====== DATA IN THIS EXERCISE

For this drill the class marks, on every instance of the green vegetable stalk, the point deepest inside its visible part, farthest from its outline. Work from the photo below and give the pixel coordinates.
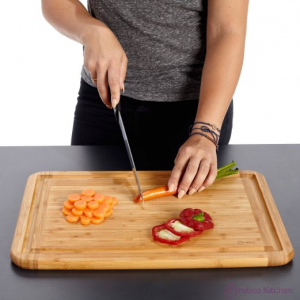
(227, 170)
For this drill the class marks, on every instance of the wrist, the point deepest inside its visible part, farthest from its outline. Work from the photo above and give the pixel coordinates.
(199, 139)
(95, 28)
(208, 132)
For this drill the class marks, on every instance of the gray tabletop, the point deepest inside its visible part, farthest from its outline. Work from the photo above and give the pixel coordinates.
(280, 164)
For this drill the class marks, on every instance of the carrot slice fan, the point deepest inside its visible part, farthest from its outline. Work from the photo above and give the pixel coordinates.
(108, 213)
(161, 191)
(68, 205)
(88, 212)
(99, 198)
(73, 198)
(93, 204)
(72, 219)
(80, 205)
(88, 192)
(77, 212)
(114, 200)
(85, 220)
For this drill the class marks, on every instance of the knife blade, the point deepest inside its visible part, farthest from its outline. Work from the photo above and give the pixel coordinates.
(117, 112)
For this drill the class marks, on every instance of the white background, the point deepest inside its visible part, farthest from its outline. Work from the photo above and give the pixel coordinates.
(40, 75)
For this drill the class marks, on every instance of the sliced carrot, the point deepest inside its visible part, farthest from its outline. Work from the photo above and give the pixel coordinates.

============

▶ [TASK]:
Would you transcribe all of the data exactly, apart from its pictures?

▶ [ANSWER TO THIS EXERCISE]:
For this drill the class marks, on every instance of the green vegetable stalk, the point deepest inside its visible part, farthest from its outline. Work from the photo below and give the pixel coordinates.
(227, 170)
For this drill the class marks, on every instance of the wrist, the point deepest inside its visible part, farthest from its outline. Work from the photo above and give the pixel coordinates.
(199, 139)
(95, 28)
(208, 132)
For this drill the class marks, on every instance of the gray tabletop, the point deepest inside its visible part, farthest from its outline. Work from the photo above and give the pixel coordinates.
(280, 164)
For this drill the class marks, on every instance of the carrot slice fan, the point deepest inside its visible part, farthest from its outline. Work from the photo above and give the pixel coordinates.
(108, 213)
(161, 191)
(68, 205)
(88, 212)
(99, 198)
(73, 198)
(93, 204)
(72, 219)
(80, 205)
(88, 192)
(77, 212)
(114, 200)
(85, 220)
For this drill the class marks, on every instance of the knife blade, the point deepest inside its visible part, farthest from its outline. Work from the photo above and give the pixel coordinates.
(117, 112)
For this drill the class marks, on every instance of the white background, the point deepest inside its visible part, farthest from its outline. Work from the photo above and give the pixel coordinates.
(40, 75)
For this drill the class marks, on every instance of the sliced carrot, the point deepest inside its visible part, farthest from its outline. Work from the photo above and give the pixel coordinates.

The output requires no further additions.